What you will do
1: List the three things that the entry addressed to kit says kit does while constantly at the writer's side.
2: In the entry addressed to kit, who will call the writer tomorrow?
3: Summarize the entry addressed to kit in two sentences.

Extract to read
Wednesday, February 10, 2010

I'm trying to get up the courage

So kit, here we are six months later. I've been busy keeping my head in the sand for the past six months and certainly doing everything that I can to avoid heartache. Not much has changed, huh?

I know that you're getting tired and so I'm going to do the right thing. What is the right thing? The right thing is for you not to deteriorate to the point where you are constantly in pain and for me to be assured that I have explored all possibilities and made the decision to say good bye with no would haves, should haves or could haves. You and I have exhausted all of our options. Medicine isn't helping and even though you're constantly by my side purring, head butting and sitting on the computer keyboard, it seems like the bad days now out number the good.

I guess it's time for me to step up to the plate and release you to take your journey to the place where you'll feel no more pain. You can't know how much I hate this. It would be so much better if you could have just peacefully passed on one night wrapped in your blanket on the bed. That has been my wish, but alas it hasn't taken place.

Dianne will call me tomorrow to tell me when she and Debbie will be here to help me release you. You and I are very lucky to have Dianne and Debbie in our lives. It's better for you and better for me if we bid each other adieu here at home with you wrapped in your new blanket in my arms.

Kitty, kit, kit you're such a big part of my heart that I'm not sure how long it will take for my heart to return to normal again.

Entries shown
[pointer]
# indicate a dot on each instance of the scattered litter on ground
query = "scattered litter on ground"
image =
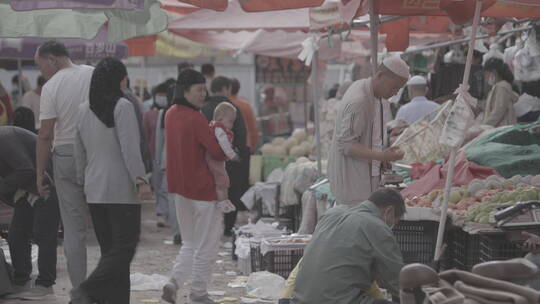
(249, 300)
(265, 285)
(228, 300)
(238, 282)
(217, 293)
(143, 282)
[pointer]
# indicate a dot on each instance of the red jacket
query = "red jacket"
(188, 139)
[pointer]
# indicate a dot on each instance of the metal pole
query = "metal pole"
(315, 84)
(20, 84)
(453, 151)
(374, 30)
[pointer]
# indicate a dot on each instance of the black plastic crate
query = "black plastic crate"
(256, 257)
(417, 240)
(465, 249)
(282, 262)
(496, 247)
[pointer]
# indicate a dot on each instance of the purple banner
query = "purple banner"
(79, 49)
(28, 5)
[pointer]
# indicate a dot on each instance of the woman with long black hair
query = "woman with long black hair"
(500, 102)
(109, 164)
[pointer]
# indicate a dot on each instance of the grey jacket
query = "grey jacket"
(109, 160)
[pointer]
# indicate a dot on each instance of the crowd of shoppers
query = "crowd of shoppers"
(82, 147)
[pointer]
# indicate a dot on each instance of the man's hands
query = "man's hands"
(390, 154)
(532, 244)
(43, 188)
(144, 192)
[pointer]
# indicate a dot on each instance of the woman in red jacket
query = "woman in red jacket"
(188, 139)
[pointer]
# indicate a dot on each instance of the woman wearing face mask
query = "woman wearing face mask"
(149, 126)
(500, 102)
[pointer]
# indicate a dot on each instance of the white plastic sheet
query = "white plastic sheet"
(143, 282)
(265, 285)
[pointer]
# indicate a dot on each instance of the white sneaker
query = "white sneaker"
(17, 291)
(38, 292)
(169, 292)
(201, 300)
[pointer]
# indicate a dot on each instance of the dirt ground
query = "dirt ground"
(153, 257)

Responses to the exercise
1:
Purring
Head butting
Sitting on the computer keyboard

2: Dianne will call to say when she and Debbie will arrive.

3: Medicine is no longer helping kit, and the bad days now outnumber the good, so the writer has decided it is time to say goodbye so that kit will not deteriorate to the point of constant pain. Dianne and Debbie will come to help release kit at home, wrapped in a new blanket in the writer's arms, and the writer is unsure how long it will take for the writer's heart to return to normal.